◆ **EXERCISE GOAL**: Leave out the pictures and transcribe the rest of the records exactly.

====

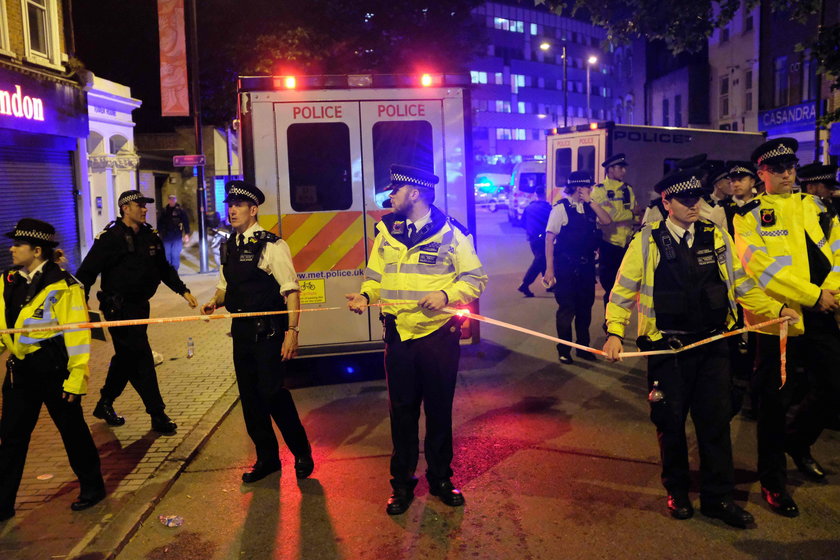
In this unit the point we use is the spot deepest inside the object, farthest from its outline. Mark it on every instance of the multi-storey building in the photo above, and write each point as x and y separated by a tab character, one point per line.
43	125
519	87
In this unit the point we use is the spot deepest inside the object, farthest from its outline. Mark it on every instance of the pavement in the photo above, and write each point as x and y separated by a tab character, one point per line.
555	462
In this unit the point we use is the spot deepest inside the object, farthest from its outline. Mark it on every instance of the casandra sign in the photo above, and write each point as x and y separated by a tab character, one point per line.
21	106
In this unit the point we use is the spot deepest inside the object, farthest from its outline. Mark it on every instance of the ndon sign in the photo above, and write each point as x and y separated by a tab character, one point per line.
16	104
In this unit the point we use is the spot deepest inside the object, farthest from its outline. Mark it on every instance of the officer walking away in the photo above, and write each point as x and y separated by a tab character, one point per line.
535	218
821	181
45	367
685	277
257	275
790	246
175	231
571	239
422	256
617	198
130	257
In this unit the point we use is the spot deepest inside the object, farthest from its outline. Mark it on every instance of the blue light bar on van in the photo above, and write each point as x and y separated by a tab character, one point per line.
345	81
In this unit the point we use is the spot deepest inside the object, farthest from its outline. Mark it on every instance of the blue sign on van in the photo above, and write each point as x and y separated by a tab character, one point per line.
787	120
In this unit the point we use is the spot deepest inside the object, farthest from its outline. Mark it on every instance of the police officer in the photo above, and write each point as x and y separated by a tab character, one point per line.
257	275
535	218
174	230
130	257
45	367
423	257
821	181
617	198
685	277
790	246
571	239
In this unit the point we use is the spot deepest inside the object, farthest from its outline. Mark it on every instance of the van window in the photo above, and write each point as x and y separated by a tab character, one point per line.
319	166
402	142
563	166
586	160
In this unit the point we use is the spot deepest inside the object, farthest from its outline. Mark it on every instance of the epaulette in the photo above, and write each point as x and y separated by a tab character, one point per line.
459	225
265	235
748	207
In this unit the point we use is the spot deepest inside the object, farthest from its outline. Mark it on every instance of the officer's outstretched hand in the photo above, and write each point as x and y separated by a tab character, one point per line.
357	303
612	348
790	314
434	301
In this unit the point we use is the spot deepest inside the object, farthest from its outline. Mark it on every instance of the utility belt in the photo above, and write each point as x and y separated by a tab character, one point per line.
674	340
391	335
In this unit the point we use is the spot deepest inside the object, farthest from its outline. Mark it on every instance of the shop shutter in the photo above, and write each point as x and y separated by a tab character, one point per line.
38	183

====

◆ **WRITTEN SOLUTION**:
In this unit the point we use is the spot deepest inside the object, farthest from its outline. Mark it on every instance of the multi-storey building in the photo above, and write each point as x and y separated by a tab character, one point per line.
43	125
519	87
In this unit the point we use is the spot deepest inside the object, farthest from its outline. Mark it on every instance of the pavement in the photo above, and write each point as x and y separated by a tab character, one point per line.
555	462
In this unit the point we use is the spot deepest inside the object, farthest from its outline. Mark it on every instance of the casandra sign in the photo above, and write each point as x and y separated by a tab character, one point per line.
21	106
In this unit the point we use is the spot deepest inside the object, farthest from its outline. Mark it on every instance of the ndon sign in the photo above, and write each point as x and y separated by a tab character, one point per line.
16	104
In this unit the point we use is the spot deepest inside the object, farthest from its outline. Mark it on every instance of the officer walking away in the photo above, and write each point as x and y separated by a tab character, one point per line.
535	218
821	181
45	367
685	277
257	275
790	246
175	231
571	239
422	256
617	198
130	257
In this unit the point we use is the spot deepest inside the object, farthest from its outline. Mark it on every instance of the blue light bar on van in the photo above, and write each point as x and y separated by a tab character, one point per line.
345	81
In this unit the point we use is the spot deepest inside the object, farthest from its outline. Mark it on every instance of the blue sign on van in the photo above, and write each point as x and y separated by a tab character, one point per line.
787	120
In this unit the point we use is the spot deepest inside the object, farthest from its outline. Mark it on every instance of the police officer in the photo above, and write each point as x and y separated by a tab character, one point per line.
257	275
535	218
174	230
130	257
45	367
423	257
821	181
617	198
685	277
790	246
571	239
In this unit the point we use is the spot deepest inside the object, farthest from its outline. Mark it on every instance of the van window in the photo above, and write each point as x and y separated by a tab character, one point per line.
319	166
402	142
563	166
586	160
In this unit the point we use is the spot deepest inside the object, farthest from its outline. Mark it on every instance of the epaulette in the photo above, and write each point as x and y separated by a tab character, one point per line.
459	225
265	235
748	207
In this unit the point we use is the spot deepest inside the object, farthest from its outline. Mark it on every instance of the officer's outstretched hand in the photo above, and write each point as x and y separated by a tab character, one point per line.
357	303
612	348
790	314
434	301
In this unit the point we use is the spot deepest inside the object, farthest from its outline. Mark it on every instance of the utility belt in the photo above, and write each point as x and y separated by a tab character, one point per line.
674	340
391	335
In this unit the point we use is the spot deepest inside the object, farthest from its outline. Mark it on every instance of the shop shutter in the photo above, and write each point as x and y separated by a tab character, one point per line.
38	183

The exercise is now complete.